_SUPPLIED ENTRIES_
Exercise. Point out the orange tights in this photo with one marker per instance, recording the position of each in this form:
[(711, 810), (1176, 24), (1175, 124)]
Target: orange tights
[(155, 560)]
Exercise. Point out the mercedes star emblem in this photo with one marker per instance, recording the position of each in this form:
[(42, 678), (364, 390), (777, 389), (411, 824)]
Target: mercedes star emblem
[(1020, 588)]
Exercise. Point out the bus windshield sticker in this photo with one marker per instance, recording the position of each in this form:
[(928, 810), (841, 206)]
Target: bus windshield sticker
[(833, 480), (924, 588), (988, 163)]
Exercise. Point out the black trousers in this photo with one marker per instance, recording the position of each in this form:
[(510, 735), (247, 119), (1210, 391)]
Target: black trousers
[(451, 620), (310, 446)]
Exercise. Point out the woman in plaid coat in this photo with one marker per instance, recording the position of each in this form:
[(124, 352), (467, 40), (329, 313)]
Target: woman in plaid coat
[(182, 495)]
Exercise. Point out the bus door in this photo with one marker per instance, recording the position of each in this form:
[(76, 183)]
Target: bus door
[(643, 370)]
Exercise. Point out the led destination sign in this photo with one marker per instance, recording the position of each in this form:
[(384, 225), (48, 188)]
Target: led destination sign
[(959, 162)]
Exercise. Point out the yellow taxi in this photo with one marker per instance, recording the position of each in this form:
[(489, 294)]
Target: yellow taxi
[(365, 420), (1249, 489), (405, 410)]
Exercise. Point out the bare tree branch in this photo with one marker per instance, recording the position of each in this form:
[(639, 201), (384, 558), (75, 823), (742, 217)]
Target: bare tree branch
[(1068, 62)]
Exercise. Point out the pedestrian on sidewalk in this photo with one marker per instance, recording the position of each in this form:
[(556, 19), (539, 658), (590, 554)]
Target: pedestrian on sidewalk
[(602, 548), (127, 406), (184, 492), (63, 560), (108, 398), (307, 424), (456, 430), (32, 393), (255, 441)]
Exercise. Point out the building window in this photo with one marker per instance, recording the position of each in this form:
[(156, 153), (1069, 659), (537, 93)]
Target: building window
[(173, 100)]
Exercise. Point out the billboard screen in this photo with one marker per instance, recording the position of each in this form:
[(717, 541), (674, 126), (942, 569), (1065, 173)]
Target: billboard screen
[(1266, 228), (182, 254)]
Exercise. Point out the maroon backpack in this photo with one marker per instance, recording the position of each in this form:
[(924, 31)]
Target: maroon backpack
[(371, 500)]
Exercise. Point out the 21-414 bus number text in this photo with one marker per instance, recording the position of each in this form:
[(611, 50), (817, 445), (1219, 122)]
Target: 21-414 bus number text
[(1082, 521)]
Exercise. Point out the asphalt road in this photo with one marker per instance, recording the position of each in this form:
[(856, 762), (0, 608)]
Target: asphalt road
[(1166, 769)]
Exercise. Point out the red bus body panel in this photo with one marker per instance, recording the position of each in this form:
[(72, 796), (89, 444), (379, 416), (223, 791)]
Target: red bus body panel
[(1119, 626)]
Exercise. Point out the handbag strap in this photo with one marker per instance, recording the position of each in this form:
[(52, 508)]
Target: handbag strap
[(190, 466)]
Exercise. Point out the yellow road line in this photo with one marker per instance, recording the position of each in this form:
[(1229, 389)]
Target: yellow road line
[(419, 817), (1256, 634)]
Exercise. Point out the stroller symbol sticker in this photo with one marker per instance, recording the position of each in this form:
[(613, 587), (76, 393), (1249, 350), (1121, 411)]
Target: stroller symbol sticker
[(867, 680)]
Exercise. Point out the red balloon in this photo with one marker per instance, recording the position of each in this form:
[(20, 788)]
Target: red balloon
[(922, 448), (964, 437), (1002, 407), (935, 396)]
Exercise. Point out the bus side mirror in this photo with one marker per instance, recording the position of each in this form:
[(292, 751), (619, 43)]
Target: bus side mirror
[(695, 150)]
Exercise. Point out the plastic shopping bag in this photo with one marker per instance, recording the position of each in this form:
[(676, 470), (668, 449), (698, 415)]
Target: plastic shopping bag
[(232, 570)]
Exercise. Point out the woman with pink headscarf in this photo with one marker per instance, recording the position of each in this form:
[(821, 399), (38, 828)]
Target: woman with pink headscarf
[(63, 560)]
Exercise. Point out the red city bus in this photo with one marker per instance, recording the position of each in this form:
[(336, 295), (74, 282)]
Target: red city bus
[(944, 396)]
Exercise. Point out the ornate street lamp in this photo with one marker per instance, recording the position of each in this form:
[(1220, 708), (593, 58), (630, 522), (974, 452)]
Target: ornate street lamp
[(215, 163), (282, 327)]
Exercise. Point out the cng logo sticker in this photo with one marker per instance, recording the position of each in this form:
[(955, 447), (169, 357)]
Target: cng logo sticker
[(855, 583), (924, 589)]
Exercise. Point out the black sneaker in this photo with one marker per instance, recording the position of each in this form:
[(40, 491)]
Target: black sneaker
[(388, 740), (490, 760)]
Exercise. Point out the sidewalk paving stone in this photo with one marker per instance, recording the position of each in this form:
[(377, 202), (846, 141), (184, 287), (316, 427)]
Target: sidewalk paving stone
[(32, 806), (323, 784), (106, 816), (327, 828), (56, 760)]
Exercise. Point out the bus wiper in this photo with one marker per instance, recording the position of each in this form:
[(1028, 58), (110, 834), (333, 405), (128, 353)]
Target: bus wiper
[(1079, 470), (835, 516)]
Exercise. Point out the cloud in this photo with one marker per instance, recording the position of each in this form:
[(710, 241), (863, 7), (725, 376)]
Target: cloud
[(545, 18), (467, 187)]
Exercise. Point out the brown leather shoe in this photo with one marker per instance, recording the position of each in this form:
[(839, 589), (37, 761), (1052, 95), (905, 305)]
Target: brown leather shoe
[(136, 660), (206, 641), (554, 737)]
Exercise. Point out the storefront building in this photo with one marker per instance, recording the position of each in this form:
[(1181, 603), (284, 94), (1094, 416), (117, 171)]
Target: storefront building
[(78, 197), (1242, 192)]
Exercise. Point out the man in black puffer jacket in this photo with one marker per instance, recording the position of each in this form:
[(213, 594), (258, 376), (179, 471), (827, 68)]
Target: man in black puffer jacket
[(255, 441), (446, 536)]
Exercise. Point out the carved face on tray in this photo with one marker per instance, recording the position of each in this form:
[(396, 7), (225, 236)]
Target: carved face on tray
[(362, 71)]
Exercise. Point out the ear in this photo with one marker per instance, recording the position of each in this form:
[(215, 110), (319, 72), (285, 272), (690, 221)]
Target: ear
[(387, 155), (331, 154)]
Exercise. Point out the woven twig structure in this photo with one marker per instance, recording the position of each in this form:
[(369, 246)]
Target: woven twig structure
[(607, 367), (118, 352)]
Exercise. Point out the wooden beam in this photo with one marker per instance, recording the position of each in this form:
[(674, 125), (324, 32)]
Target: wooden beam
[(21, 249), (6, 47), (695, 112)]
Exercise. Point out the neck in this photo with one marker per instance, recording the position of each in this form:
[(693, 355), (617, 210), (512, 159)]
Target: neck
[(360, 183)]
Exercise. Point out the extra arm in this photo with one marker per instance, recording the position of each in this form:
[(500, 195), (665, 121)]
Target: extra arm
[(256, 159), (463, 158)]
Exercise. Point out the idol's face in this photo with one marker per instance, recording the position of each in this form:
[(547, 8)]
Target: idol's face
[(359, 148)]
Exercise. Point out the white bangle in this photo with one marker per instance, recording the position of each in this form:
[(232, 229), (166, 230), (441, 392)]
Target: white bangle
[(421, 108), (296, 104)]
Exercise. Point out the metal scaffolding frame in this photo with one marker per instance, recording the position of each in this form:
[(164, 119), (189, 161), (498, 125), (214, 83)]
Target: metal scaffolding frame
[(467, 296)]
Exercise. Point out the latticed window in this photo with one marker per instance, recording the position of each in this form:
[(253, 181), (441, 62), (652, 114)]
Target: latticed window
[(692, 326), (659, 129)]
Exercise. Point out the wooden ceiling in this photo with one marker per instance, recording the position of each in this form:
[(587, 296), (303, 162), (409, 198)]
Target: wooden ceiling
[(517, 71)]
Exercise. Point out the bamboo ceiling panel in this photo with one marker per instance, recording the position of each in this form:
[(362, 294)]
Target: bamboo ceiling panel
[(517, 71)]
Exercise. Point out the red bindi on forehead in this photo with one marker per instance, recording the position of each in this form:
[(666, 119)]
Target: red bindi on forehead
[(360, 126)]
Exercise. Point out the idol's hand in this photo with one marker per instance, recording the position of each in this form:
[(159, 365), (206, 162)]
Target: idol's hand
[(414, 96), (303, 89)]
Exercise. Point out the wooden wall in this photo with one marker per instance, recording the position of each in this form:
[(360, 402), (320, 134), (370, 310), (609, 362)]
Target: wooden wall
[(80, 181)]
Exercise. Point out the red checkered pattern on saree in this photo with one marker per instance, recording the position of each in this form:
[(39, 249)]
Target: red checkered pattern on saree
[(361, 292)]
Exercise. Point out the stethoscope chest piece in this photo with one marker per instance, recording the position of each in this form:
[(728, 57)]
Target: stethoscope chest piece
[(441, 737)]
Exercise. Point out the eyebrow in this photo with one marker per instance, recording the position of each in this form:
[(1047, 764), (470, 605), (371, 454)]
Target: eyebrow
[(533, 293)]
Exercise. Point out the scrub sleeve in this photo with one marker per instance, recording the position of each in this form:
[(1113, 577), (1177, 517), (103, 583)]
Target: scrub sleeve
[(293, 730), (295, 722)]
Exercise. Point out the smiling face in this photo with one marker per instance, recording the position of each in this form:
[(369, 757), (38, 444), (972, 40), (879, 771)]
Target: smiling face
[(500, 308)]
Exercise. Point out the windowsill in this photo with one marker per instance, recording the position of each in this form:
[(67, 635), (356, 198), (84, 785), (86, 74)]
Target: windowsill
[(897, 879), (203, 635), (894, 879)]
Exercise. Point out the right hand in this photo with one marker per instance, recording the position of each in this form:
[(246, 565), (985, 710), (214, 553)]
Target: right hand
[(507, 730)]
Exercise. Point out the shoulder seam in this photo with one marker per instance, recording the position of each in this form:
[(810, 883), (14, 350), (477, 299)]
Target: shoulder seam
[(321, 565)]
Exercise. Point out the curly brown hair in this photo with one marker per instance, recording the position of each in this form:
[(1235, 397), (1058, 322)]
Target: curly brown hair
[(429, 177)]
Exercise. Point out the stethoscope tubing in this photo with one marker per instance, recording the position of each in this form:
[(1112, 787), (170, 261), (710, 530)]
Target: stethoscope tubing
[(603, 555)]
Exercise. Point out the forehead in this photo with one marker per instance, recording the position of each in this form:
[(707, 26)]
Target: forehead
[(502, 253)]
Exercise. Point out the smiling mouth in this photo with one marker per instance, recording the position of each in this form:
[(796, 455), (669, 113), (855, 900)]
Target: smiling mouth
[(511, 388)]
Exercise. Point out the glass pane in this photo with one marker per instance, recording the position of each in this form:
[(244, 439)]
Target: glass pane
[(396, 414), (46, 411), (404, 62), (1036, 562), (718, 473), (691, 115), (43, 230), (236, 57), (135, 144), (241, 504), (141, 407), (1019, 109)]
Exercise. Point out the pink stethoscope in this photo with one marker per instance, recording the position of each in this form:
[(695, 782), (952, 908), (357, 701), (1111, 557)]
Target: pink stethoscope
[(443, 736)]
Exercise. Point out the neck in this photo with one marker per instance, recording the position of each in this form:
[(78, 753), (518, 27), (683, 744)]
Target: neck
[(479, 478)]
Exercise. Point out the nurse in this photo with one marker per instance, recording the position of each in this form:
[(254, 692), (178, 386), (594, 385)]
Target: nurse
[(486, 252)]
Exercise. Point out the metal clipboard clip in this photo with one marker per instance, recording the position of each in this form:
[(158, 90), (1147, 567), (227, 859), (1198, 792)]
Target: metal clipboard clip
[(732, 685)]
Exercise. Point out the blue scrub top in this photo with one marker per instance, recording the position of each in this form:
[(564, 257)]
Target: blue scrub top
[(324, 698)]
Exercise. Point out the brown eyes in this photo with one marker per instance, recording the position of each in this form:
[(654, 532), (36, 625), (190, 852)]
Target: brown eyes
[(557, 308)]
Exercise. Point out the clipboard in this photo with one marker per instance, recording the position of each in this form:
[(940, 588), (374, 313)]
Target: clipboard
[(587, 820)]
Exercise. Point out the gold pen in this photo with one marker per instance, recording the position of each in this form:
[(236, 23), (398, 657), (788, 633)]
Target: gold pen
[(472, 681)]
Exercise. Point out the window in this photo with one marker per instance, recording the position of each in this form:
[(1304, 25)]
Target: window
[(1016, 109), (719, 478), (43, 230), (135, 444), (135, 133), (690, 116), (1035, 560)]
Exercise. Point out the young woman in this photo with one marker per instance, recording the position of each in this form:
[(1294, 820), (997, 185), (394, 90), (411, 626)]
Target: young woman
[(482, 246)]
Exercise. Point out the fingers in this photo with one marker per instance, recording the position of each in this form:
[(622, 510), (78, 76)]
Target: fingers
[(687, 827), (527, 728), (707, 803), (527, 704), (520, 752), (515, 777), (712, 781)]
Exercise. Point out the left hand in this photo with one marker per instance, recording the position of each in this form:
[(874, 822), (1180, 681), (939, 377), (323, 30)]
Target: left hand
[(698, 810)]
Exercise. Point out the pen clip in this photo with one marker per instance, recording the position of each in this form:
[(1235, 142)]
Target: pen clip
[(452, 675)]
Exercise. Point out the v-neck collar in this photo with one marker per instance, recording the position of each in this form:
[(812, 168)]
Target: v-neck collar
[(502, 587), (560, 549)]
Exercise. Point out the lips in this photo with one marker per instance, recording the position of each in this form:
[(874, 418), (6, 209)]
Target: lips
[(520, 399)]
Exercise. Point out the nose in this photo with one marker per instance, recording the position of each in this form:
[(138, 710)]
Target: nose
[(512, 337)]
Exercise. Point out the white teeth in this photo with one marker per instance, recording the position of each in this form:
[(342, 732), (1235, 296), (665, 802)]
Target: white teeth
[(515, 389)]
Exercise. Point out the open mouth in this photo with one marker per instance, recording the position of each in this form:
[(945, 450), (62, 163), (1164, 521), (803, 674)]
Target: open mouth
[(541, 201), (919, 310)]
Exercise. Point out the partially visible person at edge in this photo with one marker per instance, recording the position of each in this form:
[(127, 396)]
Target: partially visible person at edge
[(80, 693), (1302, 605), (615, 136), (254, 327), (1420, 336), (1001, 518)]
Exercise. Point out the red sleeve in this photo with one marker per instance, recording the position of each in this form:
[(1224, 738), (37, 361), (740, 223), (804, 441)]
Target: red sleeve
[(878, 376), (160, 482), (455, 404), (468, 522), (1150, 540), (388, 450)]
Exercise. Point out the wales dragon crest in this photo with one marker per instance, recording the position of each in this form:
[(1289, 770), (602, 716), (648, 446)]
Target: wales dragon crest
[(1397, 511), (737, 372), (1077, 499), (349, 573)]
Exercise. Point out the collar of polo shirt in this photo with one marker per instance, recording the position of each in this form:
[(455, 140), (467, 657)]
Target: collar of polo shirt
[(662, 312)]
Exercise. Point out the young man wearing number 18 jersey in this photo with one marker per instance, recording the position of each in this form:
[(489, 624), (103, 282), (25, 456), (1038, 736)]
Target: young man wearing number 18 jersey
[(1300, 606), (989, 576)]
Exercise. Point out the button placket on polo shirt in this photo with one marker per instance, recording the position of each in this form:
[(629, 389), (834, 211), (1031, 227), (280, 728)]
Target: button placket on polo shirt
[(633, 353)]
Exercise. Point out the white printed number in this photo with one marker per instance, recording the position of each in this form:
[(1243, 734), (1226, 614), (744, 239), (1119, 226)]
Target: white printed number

_WORK ORDER_
Of the lines above, retype only those from the line containing "[(246, 565), (985, 710), (214, 553)]" through the line containing "Exercise. Point out the glass", including both, exactly.

_RESULT FOR THIS TASK_
[(246, 565), (985, 710), (214, 553)]
Target: right hand
[(507, 730)]
Exercise. Point out the shoulder seam in this photo with one marker per instance, recording the position of each in this form:
[(810, 883), (14, 350), (477, 299)]
Target: shoulder seam
[(321, 565)]
Exercise. Point out the curly brown hair in this photo with one marker per instance, recording the position of each in this form:
[(1235, 397), (1058, 322)]
Target: curly brown hair
[(429, 177)]
Exercise. Point out the stethoscope tubing in this photo with one marker per instance, recording the position of each in this form:
[(1112, 787), (170, 261), (710, 530)]
Target: stethoscope tubing
[(603, 555)]
Exercise. Point out the forehead in this photo with one marker per instance, recording the position of each in this form:
[(707, 26)]
Target: forehead
[(502, 253)]
Exercise. Point out the smiling mouth in this photo with one marker per instance, recording the position of each in this form:
[(796, 455), (669, 113), (855, 900)]
Target: smiling mouth
[(511, 388)]
Exercise. Point out the glass pane in this photo with one marker per instance, recording the position of each in this form:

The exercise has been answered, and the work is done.